## EXERCISE GOAL:
Please show all lines of the records that include "building".

## RECORDED INFORMATION:
========================================================================
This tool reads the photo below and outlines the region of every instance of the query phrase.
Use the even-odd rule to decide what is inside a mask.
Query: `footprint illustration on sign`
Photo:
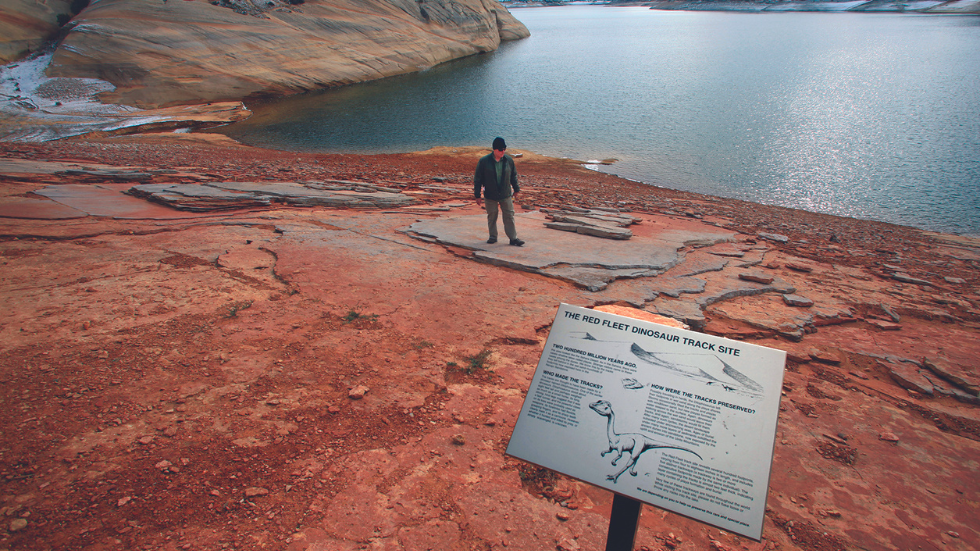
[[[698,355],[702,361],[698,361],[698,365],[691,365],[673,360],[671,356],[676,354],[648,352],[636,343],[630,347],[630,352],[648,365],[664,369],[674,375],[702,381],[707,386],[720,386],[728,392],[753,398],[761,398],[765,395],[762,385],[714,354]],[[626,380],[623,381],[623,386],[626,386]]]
========================================================================
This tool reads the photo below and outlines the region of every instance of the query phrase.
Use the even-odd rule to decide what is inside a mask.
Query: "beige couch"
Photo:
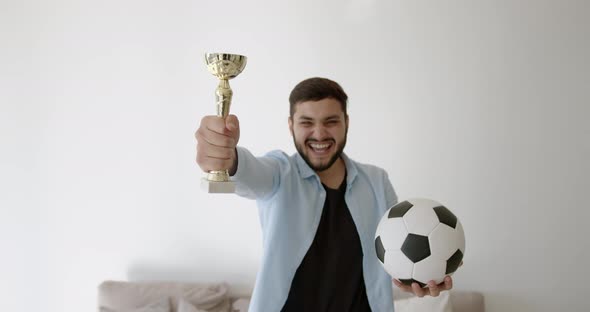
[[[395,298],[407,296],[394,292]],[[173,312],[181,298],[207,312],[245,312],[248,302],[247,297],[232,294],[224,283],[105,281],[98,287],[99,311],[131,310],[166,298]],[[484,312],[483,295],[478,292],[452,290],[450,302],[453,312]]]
========================================================================
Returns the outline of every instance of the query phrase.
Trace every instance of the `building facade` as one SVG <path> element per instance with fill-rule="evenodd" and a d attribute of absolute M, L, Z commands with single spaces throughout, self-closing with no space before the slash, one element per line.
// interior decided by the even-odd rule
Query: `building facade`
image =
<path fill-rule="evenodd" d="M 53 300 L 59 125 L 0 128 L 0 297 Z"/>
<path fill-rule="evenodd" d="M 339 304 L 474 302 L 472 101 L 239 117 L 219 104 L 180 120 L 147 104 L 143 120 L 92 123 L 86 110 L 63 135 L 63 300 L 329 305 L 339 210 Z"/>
========================================================================
## RESULT:
Trace every instance of the `building facade` as one SVG <path> element per instance with fill-rule="evenodd" and a d attribute of absolute M, L, Z commands with single spaces throughout, self-closing with no space before the slash, one element per line.
Query: `building facade`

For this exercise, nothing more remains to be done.